[Saved data entries]
begin

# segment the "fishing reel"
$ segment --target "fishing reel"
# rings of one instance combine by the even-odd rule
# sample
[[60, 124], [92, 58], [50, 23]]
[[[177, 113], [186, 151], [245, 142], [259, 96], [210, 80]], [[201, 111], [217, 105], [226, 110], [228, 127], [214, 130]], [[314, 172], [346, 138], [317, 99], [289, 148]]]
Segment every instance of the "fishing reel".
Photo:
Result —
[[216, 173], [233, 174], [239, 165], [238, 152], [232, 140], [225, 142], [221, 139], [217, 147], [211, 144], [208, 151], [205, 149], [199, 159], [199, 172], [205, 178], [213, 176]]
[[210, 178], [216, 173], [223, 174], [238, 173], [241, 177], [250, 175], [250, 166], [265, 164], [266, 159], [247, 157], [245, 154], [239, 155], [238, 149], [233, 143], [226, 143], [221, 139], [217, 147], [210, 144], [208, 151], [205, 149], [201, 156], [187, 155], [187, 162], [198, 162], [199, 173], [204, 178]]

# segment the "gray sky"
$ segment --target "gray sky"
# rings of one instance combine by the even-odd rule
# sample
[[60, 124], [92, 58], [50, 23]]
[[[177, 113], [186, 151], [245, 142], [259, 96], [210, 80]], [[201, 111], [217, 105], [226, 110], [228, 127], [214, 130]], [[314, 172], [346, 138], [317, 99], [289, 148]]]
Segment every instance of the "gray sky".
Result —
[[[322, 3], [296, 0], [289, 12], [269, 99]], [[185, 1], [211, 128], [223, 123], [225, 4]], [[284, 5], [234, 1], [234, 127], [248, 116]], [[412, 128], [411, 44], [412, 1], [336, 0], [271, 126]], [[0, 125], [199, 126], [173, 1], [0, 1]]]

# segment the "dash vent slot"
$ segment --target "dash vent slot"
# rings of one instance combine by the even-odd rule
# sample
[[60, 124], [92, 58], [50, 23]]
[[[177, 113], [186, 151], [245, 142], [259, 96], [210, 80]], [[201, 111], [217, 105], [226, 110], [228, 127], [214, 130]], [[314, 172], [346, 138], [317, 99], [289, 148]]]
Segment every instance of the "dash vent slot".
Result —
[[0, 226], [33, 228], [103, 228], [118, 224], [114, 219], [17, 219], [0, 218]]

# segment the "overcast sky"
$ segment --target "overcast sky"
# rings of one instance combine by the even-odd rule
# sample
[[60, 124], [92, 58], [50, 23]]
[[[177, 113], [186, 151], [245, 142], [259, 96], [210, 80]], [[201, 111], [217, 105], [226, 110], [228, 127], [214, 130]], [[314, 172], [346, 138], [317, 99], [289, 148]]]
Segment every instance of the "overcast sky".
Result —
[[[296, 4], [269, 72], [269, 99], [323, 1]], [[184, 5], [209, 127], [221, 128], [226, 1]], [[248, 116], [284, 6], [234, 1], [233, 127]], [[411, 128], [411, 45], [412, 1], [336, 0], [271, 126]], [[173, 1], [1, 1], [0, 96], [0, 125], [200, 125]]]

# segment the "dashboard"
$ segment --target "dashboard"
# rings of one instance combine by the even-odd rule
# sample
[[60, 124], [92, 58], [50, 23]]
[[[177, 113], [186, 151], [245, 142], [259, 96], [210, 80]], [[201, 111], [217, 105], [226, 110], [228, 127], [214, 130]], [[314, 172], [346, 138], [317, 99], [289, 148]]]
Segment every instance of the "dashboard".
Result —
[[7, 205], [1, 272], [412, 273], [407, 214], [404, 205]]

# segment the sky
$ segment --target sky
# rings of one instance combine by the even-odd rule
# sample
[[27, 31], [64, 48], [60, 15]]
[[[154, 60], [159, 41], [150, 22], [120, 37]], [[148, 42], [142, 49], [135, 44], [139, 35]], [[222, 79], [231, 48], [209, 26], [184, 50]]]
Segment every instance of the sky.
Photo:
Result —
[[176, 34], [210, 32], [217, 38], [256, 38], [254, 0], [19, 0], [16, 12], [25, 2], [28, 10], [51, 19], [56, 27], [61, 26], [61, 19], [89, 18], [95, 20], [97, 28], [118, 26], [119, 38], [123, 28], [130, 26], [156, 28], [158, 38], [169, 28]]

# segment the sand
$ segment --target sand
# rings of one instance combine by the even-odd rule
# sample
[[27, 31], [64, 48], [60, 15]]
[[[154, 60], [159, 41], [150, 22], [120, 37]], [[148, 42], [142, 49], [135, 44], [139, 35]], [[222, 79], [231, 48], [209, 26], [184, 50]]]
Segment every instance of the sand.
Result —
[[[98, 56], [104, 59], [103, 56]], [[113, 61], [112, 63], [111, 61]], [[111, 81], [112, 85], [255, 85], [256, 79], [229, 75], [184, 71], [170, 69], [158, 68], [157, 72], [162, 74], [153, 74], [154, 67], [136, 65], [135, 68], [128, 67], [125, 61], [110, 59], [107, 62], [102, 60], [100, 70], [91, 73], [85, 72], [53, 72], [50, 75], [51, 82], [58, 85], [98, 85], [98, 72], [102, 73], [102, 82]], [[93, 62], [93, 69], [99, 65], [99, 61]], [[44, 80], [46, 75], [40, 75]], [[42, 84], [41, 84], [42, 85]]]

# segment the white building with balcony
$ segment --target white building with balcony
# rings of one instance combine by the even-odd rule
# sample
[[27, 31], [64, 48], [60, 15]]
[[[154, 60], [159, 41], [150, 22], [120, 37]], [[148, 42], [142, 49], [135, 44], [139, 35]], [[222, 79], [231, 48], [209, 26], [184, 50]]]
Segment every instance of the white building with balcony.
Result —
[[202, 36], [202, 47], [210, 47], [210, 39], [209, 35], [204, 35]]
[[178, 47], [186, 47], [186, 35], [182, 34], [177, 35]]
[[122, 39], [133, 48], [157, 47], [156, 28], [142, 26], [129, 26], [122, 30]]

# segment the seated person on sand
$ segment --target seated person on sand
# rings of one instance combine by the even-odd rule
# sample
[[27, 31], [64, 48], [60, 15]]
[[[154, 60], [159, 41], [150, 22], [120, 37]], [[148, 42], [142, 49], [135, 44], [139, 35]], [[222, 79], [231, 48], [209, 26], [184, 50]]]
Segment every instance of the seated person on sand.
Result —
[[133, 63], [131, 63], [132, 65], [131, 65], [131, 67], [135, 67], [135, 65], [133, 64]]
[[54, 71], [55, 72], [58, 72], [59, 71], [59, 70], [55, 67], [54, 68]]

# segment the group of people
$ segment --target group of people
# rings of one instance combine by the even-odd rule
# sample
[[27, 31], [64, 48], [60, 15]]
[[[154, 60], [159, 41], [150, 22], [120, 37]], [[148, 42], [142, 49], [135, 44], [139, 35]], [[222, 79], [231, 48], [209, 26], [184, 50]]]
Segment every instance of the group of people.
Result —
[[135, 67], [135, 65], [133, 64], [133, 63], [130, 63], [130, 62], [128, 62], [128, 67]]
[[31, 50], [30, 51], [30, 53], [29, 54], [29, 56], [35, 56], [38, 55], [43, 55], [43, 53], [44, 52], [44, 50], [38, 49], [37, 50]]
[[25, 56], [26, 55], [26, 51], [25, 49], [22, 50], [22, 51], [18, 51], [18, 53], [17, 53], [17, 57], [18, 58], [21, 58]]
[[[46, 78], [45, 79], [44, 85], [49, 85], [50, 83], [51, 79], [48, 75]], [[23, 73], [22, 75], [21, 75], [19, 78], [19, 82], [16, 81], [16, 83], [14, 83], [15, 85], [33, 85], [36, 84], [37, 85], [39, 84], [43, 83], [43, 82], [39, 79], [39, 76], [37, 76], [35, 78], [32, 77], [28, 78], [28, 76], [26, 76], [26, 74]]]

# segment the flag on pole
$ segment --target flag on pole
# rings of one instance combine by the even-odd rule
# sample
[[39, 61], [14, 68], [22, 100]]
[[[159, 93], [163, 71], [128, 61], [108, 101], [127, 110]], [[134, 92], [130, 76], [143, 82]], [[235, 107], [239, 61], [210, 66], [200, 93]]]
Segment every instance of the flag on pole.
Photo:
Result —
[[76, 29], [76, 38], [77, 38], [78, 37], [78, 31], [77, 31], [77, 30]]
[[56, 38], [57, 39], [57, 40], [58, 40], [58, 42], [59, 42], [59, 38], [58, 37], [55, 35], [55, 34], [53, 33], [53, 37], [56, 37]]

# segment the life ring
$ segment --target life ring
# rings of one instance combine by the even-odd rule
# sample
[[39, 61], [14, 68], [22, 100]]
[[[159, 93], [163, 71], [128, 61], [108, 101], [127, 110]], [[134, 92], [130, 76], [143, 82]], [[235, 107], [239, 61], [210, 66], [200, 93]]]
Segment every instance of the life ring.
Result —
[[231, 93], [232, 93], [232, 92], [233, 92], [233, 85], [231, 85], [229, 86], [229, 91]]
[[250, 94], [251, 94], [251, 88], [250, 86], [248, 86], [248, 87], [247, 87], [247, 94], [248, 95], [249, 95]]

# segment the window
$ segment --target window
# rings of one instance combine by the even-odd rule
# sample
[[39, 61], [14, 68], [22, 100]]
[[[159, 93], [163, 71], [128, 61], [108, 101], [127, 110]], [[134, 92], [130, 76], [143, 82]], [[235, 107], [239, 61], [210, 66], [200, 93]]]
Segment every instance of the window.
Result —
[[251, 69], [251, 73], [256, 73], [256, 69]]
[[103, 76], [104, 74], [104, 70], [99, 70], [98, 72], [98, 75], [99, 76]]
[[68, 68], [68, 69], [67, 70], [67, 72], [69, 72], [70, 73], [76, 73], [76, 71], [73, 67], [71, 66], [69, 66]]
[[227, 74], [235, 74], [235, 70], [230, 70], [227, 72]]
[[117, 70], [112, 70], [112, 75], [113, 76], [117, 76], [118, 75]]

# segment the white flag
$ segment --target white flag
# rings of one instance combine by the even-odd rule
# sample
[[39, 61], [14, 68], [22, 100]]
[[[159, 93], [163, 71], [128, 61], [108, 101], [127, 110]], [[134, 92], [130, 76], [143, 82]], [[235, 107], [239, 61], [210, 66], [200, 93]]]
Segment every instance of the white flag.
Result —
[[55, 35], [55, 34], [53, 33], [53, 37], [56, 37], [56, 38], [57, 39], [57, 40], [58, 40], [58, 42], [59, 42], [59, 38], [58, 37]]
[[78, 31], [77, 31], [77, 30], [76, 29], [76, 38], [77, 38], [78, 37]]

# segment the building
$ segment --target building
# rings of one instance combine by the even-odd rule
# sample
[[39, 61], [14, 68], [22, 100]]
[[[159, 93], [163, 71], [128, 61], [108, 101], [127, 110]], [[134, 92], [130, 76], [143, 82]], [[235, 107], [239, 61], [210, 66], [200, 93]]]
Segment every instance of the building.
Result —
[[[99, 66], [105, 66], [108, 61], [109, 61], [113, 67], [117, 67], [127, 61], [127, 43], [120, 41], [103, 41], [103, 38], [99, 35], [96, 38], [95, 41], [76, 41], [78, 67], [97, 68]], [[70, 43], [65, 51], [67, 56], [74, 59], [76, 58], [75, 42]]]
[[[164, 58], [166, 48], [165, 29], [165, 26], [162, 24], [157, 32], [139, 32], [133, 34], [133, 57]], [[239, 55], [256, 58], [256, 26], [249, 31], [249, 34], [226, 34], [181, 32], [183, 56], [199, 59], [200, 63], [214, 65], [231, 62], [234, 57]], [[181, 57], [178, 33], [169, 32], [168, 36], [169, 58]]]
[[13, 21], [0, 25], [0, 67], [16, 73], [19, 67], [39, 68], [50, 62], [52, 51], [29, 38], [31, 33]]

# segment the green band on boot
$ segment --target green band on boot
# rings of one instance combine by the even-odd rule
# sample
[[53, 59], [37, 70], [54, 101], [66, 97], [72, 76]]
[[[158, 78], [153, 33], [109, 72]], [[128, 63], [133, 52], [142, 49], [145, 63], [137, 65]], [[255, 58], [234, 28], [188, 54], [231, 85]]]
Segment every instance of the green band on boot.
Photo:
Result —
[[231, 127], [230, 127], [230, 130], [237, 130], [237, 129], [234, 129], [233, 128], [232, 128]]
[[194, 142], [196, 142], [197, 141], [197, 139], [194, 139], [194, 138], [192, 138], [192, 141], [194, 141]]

end

Copy the listing above word for word, starting at its first line and ending at the line that contains "173], [204, 178]]".

**COMPLETED EXERCISE**.
# segment the "fishing reel"
$ segment --target "fishing reel"
# rings of one instance combine by the even-odd rule
# sample
[[60, 124], [92, 58], [50, 23]]
[[[177, 113], [186, 151], [245, 142], [259, 96], [210, 80]], [[201, 111], [217, 105], [226, 110], [228, 127], [214, 130]], [[314, 172], [346, 138], [317, 99], [289, 148]]]
Segment every instance of the "fishing reel".
Photo:
Result —
[[216, 173], [233, 174], [239, 165], [238, 152], [232, 140], [225, 142], [221, 139], [217, 147], [211, 144], [208, 151], [205, 149], [199, 159], [199, 172], [205, 178], [213, 176]]
[[210, 178], [216, 173], [223, 174], [238, 173], [241, 177], [250, 175], [250, 166], [265, 164], [266, 159], [247, 157], [245, 154], [239, 155], [238, 149], [233, 143], [226, 143], [221, 139], [217, 147], [210, 144], [208, 151], [205, 149], [201, 156], [187, 155], [187, 162], [198, 162], [199, 173], [204, 178]]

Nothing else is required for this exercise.